BEGIN

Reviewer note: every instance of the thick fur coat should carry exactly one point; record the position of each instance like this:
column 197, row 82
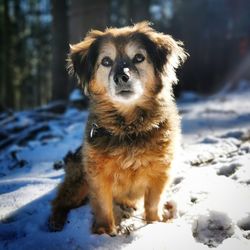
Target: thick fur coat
column 133, row 127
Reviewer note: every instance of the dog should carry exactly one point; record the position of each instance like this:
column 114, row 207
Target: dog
column 133, row 127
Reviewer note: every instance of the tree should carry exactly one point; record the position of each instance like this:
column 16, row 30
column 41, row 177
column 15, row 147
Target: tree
column 60, row 46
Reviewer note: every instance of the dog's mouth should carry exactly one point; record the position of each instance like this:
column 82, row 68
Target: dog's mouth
column 125, row 93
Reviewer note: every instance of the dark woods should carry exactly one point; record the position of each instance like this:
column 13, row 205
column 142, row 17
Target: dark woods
column 34, row 38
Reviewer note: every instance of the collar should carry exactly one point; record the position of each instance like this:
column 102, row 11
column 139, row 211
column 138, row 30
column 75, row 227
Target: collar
column 97, row 131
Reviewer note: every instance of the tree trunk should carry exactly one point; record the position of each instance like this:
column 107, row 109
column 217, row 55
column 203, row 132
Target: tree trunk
column 138, row 11
column 60, row 47
column 7, row 70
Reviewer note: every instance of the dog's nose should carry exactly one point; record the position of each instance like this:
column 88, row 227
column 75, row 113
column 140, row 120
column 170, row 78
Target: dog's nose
column 121, row 77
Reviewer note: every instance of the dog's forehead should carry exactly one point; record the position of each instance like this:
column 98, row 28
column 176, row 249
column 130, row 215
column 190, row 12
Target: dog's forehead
column 122, row 44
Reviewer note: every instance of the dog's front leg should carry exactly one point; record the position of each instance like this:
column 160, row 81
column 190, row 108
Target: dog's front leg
column 152, row 198
column 101, row 199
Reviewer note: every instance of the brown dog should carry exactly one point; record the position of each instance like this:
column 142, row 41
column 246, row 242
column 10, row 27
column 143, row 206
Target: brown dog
column 133, row 125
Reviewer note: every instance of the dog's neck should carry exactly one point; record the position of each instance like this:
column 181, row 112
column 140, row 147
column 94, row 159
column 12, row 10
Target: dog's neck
column 140, row 119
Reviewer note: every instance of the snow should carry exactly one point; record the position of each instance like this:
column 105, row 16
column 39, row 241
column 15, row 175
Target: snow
column 210, row 186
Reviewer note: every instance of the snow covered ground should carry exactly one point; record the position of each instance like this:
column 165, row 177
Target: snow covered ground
column 211, row 181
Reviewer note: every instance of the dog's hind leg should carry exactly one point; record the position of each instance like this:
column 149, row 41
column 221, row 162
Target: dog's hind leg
column 71, row 194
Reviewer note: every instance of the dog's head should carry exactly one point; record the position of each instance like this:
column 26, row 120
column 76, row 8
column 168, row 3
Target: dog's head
column 126, row 64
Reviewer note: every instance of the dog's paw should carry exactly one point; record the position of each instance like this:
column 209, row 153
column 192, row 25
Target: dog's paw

END

## ACTION ITEM
From the first line to the last, repeat the records above exactly, leaving out the pictures.

## EXERCISE RESULT
Reviewer note: every instance of the thick fur coat should carry exactly one point; record the position of each instance like this:
column 197, row 82
Target: thick fur coat
column 133, row 127
Reviewer note: every instance of the dog should carry exactly one point; record the position of each instance like this:
column 114, row 207
Target: dog
column 133, row 127
Reviewer note: every instance of the tree should carry exactly one point; record the position of each instance like this:
column 16, row 30
column 41, row 177
column 15, row 147
Target: tree
column 60, row 46
Reviewer note: every instance of the dog's mouth should carry exactly one point; record the position of each instance like this:
column 82, row 68
Target: dog's mouth
column 125, row 93
Reviewer note: every instance of the dark woods should carry exactly one point; record the position of each instance like this:
column 13, row 205
column 142, row 17
Target: dark woods
column 34, row 38
Reviewer note: every instance of the collar should carry exactly one point; record the position of each instance like this:
column 102, row 11
column 139, row 211
column 138, row 30
column 75, row 227
Target: collar
column 97, row 131
Reviewer note: every instance of the tree trunk should carry exactly one point; record the position of each instance like this:
column 107, row 109
column 217, row 55
column 203, row 132
Target: tree trunk
column 138, row 11
column 60, row 47
column 7, row 70
Reviewer note: every instance of the dog's nose should carry exactly one point; record the position of each instance like this:
column 88, row 227
column 75, row 113
column 140, row 120
column 170, row 78
Target: dog's nose
column 121, row 77
Reviewer note: every instance of the dog's forehead should carry exactly one point; record the position of each instance like this:
column 98, row 28
column 176, row 249
column 130, row 215
column 190, row 12
Target: dog's forehead
column 122, row 44
Reviewer note: every instance of the dog's front leg should carry exactly one point; record the position of each instance like this:
column 160, row 81
column 190, row 108
Target: dog's front leg
column 152, row 198
column 101, row 199
Reviewer note: every instance of the brown dog should carry exactly one point; record the position of each instance like this:
column 142, row 41
column 246, row 242
column 10, row 27
column 143, row 206
Target: brown dog
column 133, row 125
Reviewer note: every instance of the dog's neck should carry exactly one point; record the position of each instance like this:
column 181, row 112
column 140, row 147
column 94, row 159
column 12, row 10
Target: dog's neck
column 140, row 119
Reviewer note: every instance of the snow should carry exactly one point; record the position of each instance like this:
column 105, row 16
column 39, row 241
column 15, row 175
Target: snow
column 210, row 186
Reviewer note: every instance of the snow covered ground should carry exactly one point; record the position of each instance like this:
column 165, row 177
Target: snow covered ground
column 211, row 181
Reviewer note: every instance of the dog's hind leg should carry exactly one point; record the position of each instance like this:
column 149, row 41
column 221, row 162
Target: dog's hind leg
column 71, row 194
Reviewer note: every instance of the dog's head should carry exactly one point; record the position of each instance like this:
column 26, row 120
column 76, row 8
column 168, row 3
Target: dog's head
column 126, row 64
Reviewer note: every instance of the dog's paw should carry exactly one point; record the position of each instance like this:
column 209, row 153
column 192, row 25
Target: dog's paw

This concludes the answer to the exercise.